Dataset records:
────────

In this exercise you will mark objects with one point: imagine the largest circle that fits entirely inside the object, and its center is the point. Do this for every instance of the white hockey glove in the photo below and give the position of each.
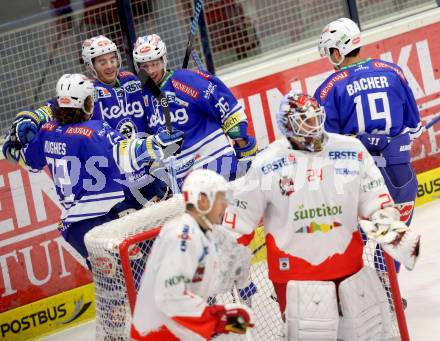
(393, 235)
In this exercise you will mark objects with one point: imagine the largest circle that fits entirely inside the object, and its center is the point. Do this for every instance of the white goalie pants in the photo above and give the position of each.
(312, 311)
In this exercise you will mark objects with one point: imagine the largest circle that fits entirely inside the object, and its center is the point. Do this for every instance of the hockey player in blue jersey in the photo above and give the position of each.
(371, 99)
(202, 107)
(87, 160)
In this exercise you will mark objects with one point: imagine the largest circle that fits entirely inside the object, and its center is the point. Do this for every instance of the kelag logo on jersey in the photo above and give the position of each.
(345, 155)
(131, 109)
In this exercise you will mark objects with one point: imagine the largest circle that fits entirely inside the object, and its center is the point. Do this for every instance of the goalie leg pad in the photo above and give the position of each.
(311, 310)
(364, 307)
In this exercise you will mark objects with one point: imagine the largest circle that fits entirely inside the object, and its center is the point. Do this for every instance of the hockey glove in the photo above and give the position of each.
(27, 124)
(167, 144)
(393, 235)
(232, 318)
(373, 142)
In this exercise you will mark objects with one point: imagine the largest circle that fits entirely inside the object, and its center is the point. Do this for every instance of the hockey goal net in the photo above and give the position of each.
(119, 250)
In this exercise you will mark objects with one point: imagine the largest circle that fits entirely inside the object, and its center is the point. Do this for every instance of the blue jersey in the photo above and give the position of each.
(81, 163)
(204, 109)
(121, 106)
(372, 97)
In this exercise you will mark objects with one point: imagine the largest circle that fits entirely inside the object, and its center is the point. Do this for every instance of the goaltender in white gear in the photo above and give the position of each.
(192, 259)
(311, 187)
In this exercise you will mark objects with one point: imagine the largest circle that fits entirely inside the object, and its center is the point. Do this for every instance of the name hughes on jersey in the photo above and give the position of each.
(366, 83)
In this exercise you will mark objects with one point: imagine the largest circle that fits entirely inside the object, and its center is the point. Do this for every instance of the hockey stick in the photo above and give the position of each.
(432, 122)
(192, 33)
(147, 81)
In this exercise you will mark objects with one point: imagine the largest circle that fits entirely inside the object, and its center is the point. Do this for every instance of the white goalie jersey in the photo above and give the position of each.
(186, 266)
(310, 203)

────────

### WHAT NEEDS TO BE DONE
Could you transcribe all of the data exactly and omit the pictures?

### EXERCISE SOLUTION
In this exercise you will mark objects with one point: imagine the largest circle that fits entirely inside the object, and its center is the point. Do this for every instance of the white hockey glove in the photo below and give the position of each.
(393, 235)
In this exercise you will mark objects with one point: imagine the largest circle that fits entirely inside the object, and its center is the point. Do this for every instance of the white goalie pants in the photo above and give the position of each.
(312, 311)
In this exercise you will mark objects with one point: imagine the largest circle that fits entirely inside the object, and its center is the point. Do this for every instance of the hockey player in blue jersey in the photo above and give the position of each.
(371, 99)
(202, 107)
(87, 160)
In this exercise you will mark objects with one point: imagine the largest circle that fits entirely inside the object, and its center is the point. Do this for every instance of the kelag logo on jersey in the photo above and give the position of each.
(345, 155)
(131, 109)
In this exercise you will mark objects with one point: imagine the largest circle that fits entirely inside the object, and its center is the point. Do this for every instance of the goalie leg pad in the photo above and give the position of each.
(311, 310)
(364, 307)
In this exercise you will mark objects with one point: imagine the largest circle that fits entirely inside the object, and its center is the point. Do this for every instance of the hockey glove in the photo above and give the position of each.
(27, 124)
(167, 144)
(393, 235)
(232, 318)
(373, 142)
In this exercise you will mark objects with one point: imagine the largest circle that fits entirely inside the object, and its center is the point. Do this for every instance of the hockey goal net in the photo above and give the position of each.
(119, 250)
In this exercise you will mark objects with one point: imagine the largest circle that fits entirely inside the object, and its center is the point. Do this for every instance of the blue jersey in the photo above and give the position of each.
(81, 163)
(204, 109)
(121, 106)
(372, 97)
In this exercise you will mark objects with one point: imagine the largest circle that fits entirely inside the object, and its center is the point. Do this for every instance of the goaltender in white gear in the photo above and give the position of each.
(192, 259)
(311, 187)
In this exercise you will mark objects with one point: imagine the largest circle that fits entirely inside the object, and its center is the point. Do this for every instance of the name hughes on jersey in the photo above and give the position of each.
(366, 83)
In this exercise you will mark objects with one point: imagine the largest circle that fits entirely inside the object, and its center is the point. Do this for every instance of the hockey stick in the photo above and give the position of each.
(432, 122)
(192, 33)
(147, 81)
In this exercise you will mark objects with one point: imagine the largest circle that fits entirely inside the object, and its center is the point. Do this for every instance of the white goalie jersey in the photo above and give the position of each.
(186, 266)
(310, 203)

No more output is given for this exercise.